Set exercise.
Output, as a numbered list with blank lines omitted, the lines of the records from the one containing "the flower bud?" through the end of the records, both ends included.

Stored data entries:
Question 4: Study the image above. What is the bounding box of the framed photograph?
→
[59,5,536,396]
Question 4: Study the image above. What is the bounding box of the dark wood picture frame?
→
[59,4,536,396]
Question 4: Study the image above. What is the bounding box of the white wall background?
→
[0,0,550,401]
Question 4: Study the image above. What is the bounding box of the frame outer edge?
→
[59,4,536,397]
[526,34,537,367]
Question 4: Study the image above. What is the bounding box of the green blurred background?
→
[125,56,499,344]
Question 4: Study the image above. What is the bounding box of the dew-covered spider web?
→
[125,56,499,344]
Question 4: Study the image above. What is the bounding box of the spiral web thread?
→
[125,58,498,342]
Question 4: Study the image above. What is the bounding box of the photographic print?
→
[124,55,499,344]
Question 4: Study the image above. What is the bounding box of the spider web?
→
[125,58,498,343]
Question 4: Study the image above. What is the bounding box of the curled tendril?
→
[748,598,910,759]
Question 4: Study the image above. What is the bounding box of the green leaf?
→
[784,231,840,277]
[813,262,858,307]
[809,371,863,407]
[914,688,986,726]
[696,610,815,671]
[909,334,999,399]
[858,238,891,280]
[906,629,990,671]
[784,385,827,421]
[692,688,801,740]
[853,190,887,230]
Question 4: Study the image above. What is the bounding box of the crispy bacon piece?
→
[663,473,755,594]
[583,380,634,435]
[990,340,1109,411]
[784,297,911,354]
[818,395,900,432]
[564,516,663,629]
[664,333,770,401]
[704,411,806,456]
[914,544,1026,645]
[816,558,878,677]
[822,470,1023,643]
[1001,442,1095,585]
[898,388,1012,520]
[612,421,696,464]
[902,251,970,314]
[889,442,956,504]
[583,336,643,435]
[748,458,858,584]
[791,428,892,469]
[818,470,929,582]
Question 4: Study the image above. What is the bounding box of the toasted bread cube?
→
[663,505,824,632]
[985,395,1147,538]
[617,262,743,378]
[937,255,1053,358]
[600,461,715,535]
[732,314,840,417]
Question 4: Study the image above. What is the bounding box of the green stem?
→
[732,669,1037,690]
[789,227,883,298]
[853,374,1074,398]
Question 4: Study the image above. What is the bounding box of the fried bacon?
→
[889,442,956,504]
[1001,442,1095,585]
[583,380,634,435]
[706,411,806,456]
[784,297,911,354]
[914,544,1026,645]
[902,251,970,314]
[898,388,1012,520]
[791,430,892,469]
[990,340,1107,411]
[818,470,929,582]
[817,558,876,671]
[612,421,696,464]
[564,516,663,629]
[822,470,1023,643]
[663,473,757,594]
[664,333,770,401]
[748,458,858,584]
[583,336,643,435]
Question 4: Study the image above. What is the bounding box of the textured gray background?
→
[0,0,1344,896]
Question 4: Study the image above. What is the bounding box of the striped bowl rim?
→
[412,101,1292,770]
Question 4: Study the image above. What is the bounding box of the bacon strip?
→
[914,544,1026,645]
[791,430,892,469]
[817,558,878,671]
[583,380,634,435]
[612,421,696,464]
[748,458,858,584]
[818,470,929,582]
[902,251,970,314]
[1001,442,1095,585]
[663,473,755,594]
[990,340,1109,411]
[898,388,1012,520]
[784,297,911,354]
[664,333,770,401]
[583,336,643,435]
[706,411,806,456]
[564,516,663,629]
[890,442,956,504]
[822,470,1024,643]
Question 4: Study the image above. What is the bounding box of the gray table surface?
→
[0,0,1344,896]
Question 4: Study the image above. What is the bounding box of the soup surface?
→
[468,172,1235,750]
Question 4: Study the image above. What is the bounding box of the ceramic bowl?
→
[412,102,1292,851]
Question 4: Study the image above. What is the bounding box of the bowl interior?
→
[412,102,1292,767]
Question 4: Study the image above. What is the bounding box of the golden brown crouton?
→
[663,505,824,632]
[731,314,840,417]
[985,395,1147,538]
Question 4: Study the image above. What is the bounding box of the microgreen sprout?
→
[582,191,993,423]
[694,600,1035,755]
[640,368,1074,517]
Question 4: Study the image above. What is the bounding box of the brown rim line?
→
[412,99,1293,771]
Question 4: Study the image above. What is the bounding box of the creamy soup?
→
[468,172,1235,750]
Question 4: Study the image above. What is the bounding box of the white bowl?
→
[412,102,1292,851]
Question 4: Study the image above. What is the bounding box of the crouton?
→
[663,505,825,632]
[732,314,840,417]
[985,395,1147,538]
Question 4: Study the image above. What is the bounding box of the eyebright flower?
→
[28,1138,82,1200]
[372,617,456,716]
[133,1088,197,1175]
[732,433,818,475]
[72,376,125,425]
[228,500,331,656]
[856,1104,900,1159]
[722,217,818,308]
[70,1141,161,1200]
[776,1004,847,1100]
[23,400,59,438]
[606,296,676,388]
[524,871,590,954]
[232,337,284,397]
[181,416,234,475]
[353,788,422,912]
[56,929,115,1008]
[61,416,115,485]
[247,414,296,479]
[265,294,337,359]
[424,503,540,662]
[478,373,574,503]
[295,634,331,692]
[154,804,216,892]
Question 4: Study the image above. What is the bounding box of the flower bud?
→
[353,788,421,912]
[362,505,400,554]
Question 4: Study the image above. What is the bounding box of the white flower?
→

Solution for this problem.
1. Question 4: Study the image above. What is the bounding box of the flower bud?
2. →
3. [353,788,421,912]
4. [362,505,400,554]
5. Question 4: Study the image above. What is the bounding box of the white flower?
6. →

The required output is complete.